- _GIVEN INSTRUCTION_: Copy each of the following records line for line, without changing a single character.

^^^^^^^^^^^^^^^^

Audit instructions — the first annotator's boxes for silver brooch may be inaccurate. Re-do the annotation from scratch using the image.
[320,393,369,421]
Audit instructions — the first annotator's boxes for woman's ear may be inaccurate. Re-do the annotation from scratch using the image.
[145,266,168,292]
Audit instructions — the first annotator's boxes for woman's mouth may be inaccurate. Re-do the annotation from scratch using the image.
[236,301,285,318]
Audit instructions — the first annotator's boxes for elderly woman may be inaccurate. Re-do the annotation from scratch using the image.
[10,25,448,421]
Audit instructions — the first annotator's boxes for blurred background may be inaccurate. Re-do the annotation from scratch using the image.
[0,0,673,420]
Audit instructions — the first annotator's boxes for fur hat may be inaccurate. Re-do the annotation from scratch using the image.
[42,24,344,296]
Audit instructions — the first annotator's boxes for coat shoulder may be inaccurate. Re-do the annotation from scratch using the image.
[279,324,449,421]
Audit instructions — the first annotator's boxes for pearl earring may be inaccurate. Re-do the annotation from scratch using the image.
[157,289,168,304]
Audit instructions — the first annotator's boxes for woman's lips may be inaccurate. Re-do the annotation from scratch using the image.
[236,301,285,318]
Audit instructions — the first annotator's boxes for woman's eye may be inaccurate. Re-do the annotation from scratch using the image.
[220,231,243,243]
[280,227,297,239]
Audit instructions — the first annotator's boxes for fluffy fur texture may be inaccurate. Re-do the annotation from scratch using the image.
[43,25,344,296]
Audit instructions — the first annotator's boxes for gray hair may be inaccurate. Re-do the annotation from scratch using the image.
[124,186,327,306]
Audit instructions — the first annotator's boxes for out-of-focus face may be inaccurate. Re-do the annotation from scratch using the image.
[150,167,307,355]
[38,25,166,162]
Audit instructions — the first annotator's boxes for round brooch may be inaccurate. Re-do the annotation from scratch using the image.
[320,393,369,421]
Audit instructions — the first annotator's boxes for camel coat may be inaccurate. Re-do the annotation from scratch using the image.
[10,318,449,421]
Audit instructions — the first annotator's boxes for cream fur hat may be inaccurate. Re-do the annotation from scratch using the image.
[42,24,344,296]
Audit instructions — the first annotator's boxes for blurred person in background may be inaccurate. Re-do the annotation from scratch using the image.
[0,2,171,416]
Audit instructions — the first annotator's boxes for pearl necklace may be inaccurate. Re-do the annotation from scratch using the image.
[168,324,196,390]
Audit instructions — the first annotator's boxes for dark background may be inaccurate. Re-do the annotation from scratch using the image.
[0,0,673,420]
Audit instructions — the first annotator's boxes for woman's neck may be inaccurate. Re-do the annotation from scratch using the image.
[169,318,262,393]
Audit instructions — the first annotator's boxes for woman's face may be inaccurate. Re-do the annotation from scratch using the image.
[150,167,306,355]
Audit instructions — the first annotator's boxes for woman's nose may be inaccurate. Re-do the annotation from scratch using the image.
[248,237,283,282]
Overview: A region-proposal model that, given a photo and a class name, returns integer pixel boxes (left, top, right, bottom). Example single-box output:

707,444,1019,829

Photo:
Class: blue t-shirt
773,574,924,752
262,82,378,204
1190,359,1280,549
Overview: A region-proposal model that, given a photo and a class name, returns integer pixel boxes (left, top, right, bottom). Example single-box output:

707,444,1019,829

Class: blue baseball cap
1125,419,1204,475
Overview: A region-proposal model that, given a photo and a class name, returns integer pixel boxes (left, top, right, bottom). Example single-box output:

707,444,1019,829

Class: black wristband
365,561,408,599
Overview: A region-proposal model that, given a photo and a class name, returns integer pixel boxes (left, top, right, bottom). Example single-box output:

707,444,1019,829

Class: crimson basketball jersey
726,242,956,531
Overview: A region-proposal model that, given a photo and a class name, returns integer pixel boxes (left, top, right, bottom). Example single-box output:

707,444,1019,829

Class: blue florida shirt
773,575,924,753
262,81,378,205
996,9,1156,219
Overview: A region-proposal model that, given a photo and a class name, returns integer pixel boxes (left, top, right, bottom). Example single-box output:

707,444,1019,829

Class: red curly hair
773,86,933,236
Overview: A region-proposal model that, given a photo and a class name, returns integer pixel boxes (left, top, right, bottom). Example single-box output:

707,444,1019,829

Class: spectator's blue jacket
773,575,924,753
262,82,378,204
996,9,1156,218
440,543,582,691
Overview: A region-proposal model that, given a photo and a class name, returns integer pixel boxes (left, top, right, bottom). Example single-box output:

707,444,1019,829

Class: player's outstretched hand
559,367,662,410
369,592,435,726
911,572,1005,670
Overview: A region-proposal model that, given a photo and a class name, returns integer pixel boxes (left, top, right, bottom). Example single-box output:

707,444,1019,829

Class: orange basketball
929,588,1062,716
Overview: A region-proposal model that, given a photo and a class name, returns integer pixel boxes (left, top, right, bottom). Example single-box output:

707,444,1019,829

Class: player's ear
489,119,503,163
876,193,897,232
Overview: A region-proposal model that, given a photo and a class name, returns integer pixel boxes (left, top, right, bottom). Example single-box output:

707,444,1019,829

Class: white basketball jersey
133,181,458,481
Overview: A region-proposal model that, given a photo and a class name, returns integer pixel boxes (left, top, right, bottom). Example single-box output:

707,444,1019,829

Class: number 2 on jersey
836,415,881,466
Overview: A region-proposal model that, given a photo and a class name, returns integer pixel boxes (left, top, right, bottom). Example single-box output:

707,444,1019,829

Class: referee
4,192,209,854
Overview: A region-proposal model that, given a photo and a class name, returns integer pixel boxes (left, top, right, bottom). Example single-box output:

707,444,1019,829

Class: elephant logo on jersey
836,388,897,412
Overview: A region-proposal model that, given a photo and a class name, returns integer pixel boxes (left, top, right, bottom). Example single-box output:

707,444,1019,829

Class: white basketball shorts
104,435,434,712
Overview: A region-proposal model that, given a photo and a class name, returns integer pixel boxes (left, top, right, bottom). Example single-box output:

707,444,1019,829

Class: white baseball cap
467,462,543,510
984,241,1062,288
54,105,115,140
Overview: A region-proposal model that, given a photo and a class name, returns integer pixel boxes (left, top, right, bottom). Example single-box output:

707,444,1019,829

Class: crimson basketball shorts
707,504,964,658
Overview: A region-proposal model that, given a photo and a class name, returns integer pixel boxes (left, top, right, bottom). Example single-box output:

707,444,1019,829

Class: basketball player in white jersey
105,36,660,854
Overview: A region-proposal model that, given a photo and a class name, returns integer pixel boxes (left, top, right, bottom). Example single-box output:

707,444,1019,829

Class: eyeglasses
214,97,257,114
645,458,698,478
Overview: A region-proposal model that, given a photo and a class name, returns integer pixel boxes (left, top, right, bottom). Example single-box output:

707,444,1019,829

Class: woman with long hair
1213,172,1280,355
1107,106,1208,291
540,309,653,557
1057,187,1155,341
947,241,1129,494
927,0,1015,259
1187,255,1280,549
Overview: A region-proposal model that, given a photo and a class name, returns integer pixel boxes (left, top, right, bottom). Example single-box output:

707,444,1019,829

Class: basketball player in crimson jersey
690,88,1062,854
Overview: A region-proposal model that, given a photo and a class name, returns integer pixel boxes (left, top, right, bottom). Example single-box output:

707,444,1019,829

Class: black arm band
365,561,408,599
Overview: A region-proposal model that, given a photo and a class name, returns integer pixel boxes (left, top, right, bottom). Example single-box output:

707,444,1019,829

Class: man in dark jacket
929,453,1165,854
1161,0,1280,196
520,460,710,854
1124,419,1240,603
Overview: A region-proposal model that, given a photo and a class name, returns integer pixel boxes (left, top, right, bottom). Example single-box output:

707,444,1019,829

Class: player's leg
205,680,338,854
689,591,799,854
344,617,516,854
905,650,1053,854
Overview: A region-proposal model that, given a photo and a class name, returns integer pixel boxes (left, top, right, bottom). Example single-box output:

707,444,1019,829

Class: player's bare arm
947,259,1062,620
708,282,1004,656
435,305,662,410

^^^^^^^^^^^^^^^^

- _ANSWER BELOW_:
Audit instructions — the first annotator's boxes for silver brooch may be inaccurate. Re-do the annotation from scratch using the image.
[320,393,369,421]
Audit instructions — the first annotator's boxes for woman's ear may be inaccurate. Re-do the annotation from scratch using the image.
[145,266,168,292]
Audit instructions — the first annotator's boxes for woman's mouth may be inaccurate. Re-do the annotation from scratch using the image.
[236,301,285,318]
Audit instructions — the first annotator's boxes for elderly woman may be inaccurate. Re-do the annotation from scratch using the image.
[10,25,448,421]
Audit instructions — the first annotator's boxes for blurred background may be inaccurate. Re-do the annotation from scratch using the image.
[0,0,673,420]
Audit instructions — the first annotator's boxes for fur hat may be inaccurate. Re-do the annotation from scratch using the image.
[42,24,344,296]
Audit instructions — the first annotator's boxes for coat shoulder may be inaccurate. Re-do the annotation from scratch using the image.
[279,324,449,421]
Audit instructions — the first annotator's boxes for pearl earring may be inaccurate. Re-do the annotation from scratch using the image.
[157,289,168,304]
Audit instructions — the first annotator's boxes for woman's lips may be inaccurate. Re-do the annotation from scratch using the image.
[236,301,285,318]
Audit instructions — the first annotator's boxes for woman's eye may be inaccurate. Re-do the annotation from scratch using the image.
[220,231,243,243]
[280,227,297,239]
Audit instructions — the first annotator's boxes for fluffy fur texture may be inaccurate. Re-do the annotation from scratch using the image.
[43,25,344,296]
Audit instructions — the first annotator's boxes for gray hair may be inaccurate. Re-do the annotation from scratch using the image.
[124,186,327,306]
Audit instructions — the first annotator's boxes for out-of-focus face may be inaccurate. Re-do the annotation from scratch using the image.
[150,167,307,355]
[38,25,166,162]
Audit instructions — the first annotator's boxes for round brooch may be inaccurate. Re-do the annotation from scratch using the image.
[320,393,369,421]
Audit instructions — the first annotator's boxes for camel coat may be inaccurate. Re-do the annotation from scratch using the image.
[10,318,449,421]
Audit instructions — the first annotator's boxes for cream fur hat may be inaccurate. Re-do the annotation from scratch using the image.
[42,24,344,296]
Audit instructions — the first annotator's boxes for blurred person in background may be inaccurate. Re-do the annotation from scratch using the image.
[0,2,171,416]
Audit instructions — the first annotator's boxes for pearl necklace may be inaccurate. Re-do the annotation from scratch using the image.
[168,324,196,390]
Audit instructions — the first annotator's boxes for dark background may be inaccurate. Re-do the annotation from scratch using the image.
[0,0,673,420]
Audit instructions — the first annotator's boxes for woman's neck may be inaccurate. Re-do the annotation from scratch using the image.
[169,318,262,393]
Audit instructions — the first annotator's boxes for woman's face may be inaccurate. Re-do the annotation from scratch using the image.
[150,167,306,355]
Audit instructions — the first annotator's boxes for woman's nose may be inaccurate. Re-do the annotation from scratch using the image.
[248,237,283,282]
Overview: A region-proposal model that, given a photo and a class name, returns integer pixel boxes (left, top, right, bottom). Example single-box output:

707,444,1019,829

Photo:
Class: blue t-shirt
773,574,924,752
262,82,378,204
1190,359,1280,549
Overview: A region-proposal model that, given a photo and a class name, returns integer pixel boxes (left, top, right, bottom). Example single-box output:

707,444,1019,829

Class: blue baseball cap
1125,419,1204,475
Overview: A region-proposal model that, given a photo and a class name, returns integer pixel boxes (left, top, right, bottom). Example single-box output:

707,444,1019,829

Class: black wristband
365,561,408,599
Overview: A region-proposal model that, given a photo and a class name, returns integer pixel boxes (left, top, right, bottom). Example single-box output:

707,444,1019,829

Class: crimson basketball jersey
726,242,956,531
Overview: A region-proposal model that, given a photo and a class name, returns integer pixel boxes (left, top, right, bottom). Example single-box output:

707,444,1019,829

Class: blue florida shirt
773,575,924,753
262,81,378,205
996,9,1156,219
Overview: A region-proposal model that, given a photo and a class name, returns integer pixel boxes (left, top, right, bottom). Example single-box output:

707,444,1019,829

Class: red curly hair
773,86,933,236
Overview: A region-proposal model that, given a photo and a class name, returns integer pixel boxes (left, top, right, bottom). Example single-box output:

707,444,1019,829

Class: spectator's blue jacket
773,575,924,753
262,82,378,204
996,9,1156,218
440,543,582,691
Overview: A region-proposal model that, given a photo and a class name, returns integer pixel boxes (left, top, right, bottom). Example single-box output:

707,444,1019,829

Class: player's outstretched hand
559,367,662,410
369,592,435,726
911,572,1005,670
Overview: A region-proposal model that, given a photo and a class name, returns integer pixel boxes (left, top, right, bottom). Example single-box output:

707,444,1019,829

Class: orange basketball
929,588,1062,716
Overview: A region-proposal model that, given a photo and a class name, returns integer pixel boxes (left, top, right, bottom). Example single-box output:

707,444,1019,829

Class: player's ear
489,119,503,163
876,193,897,232
Overview: A region-proposal model that, given a photo and a class name, returns integer pixel boxes (left, top, right, bottom). Example single-box output:

707,444,1019,829

Class: white basketball jersey
133,181,458,481
Overview: A region-proposal model that, given a photo and a class name, returns integer pixel boxes (left, top, right, bottom). Example single-box output:

707,444,1019,829

Class: number 2 on jersey
836,415,881,466
Overview: A region-proposal model that, given a photo and a class name, returns integer pixel boxes (left, top, right, bottom). Example single-box output:

707,444,1019,829

Class: referee
4,192,209,854
Overview: A region-proposal model that, given a photo and a class name, returns integer pixel boxes (left, top, right, bottom). Example single-box output:

707,444,1019,829

Class: elephant logo on jersey
836,388,897,412
Overview: A region-proposal model that, given a photo and a class name, returns integer pixel boxes (left, top, right, bottom). Example single-box output:

707,444,1019,829

Class: white basketball shorts
104,435,434,712
Overview: A region-proposal model that, given a photo and a class name, returns integer pixel boxes (left, top, right, bottom). Example single-box output:

707,444,1019,829

Class: white baseball cap
467,462,543,510
984,241,1062,288
54,105,115,140
Overview: A region-proposal model that, given a photo and a class name, returns integer pixel boxes (left, top, right, bottom). Example single-box output:

707,444,1019,829

Class: crimson basketball shorts
707,504,964,658
Overview: A region-proposal model that, given a photo and a class name, returns integer pixel boxes (left, top, right, bottom). Example single-box output:

707,444,1019,829

Class: basketball player in white jersey
105,36,660,854
Overview: A region-proposal model that, given a photo and a class name, returns integer pixel boxes (left, top, right, bottom). Example single-box output:

707,444,1019,829

Class: eyeglasses
214,97,257,114
645,458,698,478
Overview: A region-proposal model that, given a photo and a class name, returns integer pixel boxes (left, top, right, bottom). Example single-box output:

707,444,1019,829

Class: woman with long hair
1213,172,1280,355
1107,106,1208,291
540,309,653,557
1057,187,1155,341
947,241,1129,494
927,0,1015,259
1187,255,1280,549
Overview: A region-proposal model that, given a photo and a class name, returns integer pixel boxes (left, top, right, bottom). Example single-box output:

707,444,1019,829

Class: basketball player in crimson jersey
690,88,1062,854
Overview: A region-proposal model that, given a photo and a class name, returns integer pixel boxes (left, top, right, bottom). Example single-box output:

707,444,1019,829

Class: black arm band
365,561,408,599
Overview: A region-proposal model that, given a photo and a class name, returns integer pixel boxes (left, top, right, bottom). Example single-box output:

707,444,1019,829

Class: man in dark jacket
929,453,1165,854
1161,0,1280,196
520,460,710,854
1124,419,1240,603
Overview: A region-proposal model that, given a photo and a class name, returns integer pixel boxes (left, top, right, bottom). Example single-box output:

707,444,1019,829

Class: player's leg
205,680,338,854
689,591,799,854
344,617,516,854
905,650,1053,854
Overview: A region-proposal model that, given a photo and a class name, returns integer pixel boxes (left, top, right, bottom). Example single-box output:

707,444,1019,829

Class: player's bare arm
947,259,1062,620
708,282,1004,656
435,305,662,410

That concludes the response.